Lines of data:
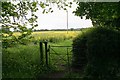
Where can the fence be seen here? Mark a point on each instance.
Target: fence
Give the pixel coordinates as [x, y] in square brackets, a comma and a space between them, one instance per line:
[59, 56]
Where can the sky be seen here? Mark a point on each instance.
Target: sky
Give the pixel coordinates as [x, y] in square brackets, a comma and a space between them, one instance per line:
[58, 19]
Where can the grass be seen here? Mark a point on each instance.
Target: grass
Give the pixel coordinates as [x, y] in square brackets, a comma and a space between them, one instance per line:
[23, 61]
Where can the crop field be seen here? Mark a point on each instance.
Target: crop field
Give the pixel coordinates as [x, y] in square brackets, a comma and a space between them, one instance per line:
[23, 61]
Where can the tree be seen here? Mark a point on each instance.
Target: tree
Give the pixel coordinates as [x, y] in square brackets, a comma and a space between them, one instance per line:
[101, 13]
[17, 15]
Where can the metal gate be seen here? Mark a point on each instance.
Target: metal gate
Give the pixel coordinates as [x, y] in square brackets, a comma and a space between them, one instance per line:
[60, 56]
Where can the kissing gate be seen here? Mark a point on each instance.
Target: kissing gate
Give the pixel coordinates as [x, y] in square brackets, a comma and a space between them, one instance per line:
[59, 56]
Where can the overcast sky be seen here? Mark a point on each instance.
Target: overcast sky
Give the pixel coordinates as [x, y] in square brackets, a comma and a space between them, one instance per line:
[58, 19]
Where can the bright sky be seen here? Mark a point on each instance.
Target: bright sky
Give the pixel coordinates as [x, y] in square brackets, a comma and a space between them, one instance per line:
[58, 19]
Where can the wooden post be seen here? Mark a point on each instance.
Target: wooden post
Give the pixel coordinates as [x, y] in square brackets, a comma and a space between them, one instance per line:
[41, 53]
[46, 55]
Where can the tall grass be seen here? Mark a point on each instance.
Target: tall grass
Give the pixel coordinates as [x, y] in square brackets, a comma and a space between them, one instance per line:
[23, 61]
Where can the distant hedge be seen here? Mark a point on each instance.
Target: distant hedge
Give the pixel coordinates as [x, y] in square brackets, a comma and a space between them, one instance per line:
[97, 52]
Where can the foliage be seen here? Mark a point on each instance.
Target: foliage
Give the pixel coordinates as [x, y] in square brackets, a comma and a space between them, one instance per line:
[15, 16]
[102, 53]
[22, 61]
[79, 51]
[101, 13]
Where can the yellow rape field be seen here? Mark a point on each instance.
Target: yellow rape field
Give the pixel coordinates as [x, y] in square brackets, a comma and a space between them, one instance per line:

## Exercise details:
Turn all of the material above into a numbered list with one line per item and no blank lines. Leave the pictures out.

## Answer to the exercise:
1. Where can the fence be seen here? Mark a point on each instance.
2. Target: fence
3. Give the pixel coordinates as [x, y] in square brackets, a comma and a space between them, one instance per line:
4. [59, 56]
5. Where can the sky be seen here? Mark a point on each instance.
6. Target: sky
7. Give the pixel coordinates as [x, y] in square brackets, a comma and a space between them, one instance per line:
8. [58, 19]
9. Where can the grass be seen here? Mark a point on each instance.
10. Target: grass
11. Give the pixel coordinates as [x, y] in square brackets, a comma and a space between them, one instance per line:
12. [23, 61]
13. Where can the crop field be seen here? Mark a point on each instance.
14. Target: crop field
15. Give the pixel coordinates as [x, y] in square brackets, a comma and a space between them, one instance per line:
16. [23, 61]
17. Where can the tree be seen here? Mark a point on each instance.
18. Target: tree
19. Give the pixel coordinates as [x, y] in square brackets, a comma and a space between them, one instance per line:
20. [101, 13]
21. [17, 15]
22. Where can the metal gate be seen here? Mark a point on each instance.
23. Target: metal gate
24. Give the pixel coordinates as [x, y] in square brackets, a comma and a space between them, one instance per line:
25. [60, 56]
26. Where can the kissing gate be seen here? Mark a point on each instance.
27. Target: kissing gate
28. Give the pixel coordinates as [x, y] in square brackets, a comma and a space between them, one instance per line:
29. [59, 56]
30. Where can the overcast sky be seen here? Mark a point on each instance.
31. Target: overcast sky
32. Give the pixel coordinates as [x, y] in square brackets, a comma and a space between them, one instance per line:
33. [58, 19]
34. Where can the bright sky be seen here? Mark a point on each instance.
35. Target: bright sky
36. Give the pixel coordinates as [x, y] in square brackets, a comma and a space between them, one instance per line:
37. [58, 19]
38. Where can the wooden post be seen here? Mark a point on each instance.
39. Target: wooden post
40. Give the pixel coordinates as [x, y] in square brackets, a comma and a space between them, one instance per line:
41. [41, 53]
42. [46, 55]
43. Where can the tall grass be seen here? Mark a point on each instance.
44. Target: tall grass
45. Give the pixel coordinates as [x, y] in square brackets, a comma and a space between them, one instance per line:
46. [23, 61]
47. Where can the distant hedge be seen here? Mark a point on each instance.
48. Target: distant hedge
49. Give the pixel coordinates as [x, y] in square brackets, a comma and a space between them, one instance per line:
50. [97, 52]
51. Where can the foliage be seen here? Mark a point on each instance.
52. Target: foliage
53. Give the pixel coordinates as [x, y] in square brackets, a comma and a space between them, one instance per line:
54. [15, 16]
55. [102, 53]
56. [22, 61]
57. [79, 51]
58. [101, 13]
59. Where can the yellow rape field be seen here? Mark a point on each instance.
60. Target: yellow rape field
61. Give the pixel coordinates as [x, y] in square brackets, a comma and a space between them, one instance per line:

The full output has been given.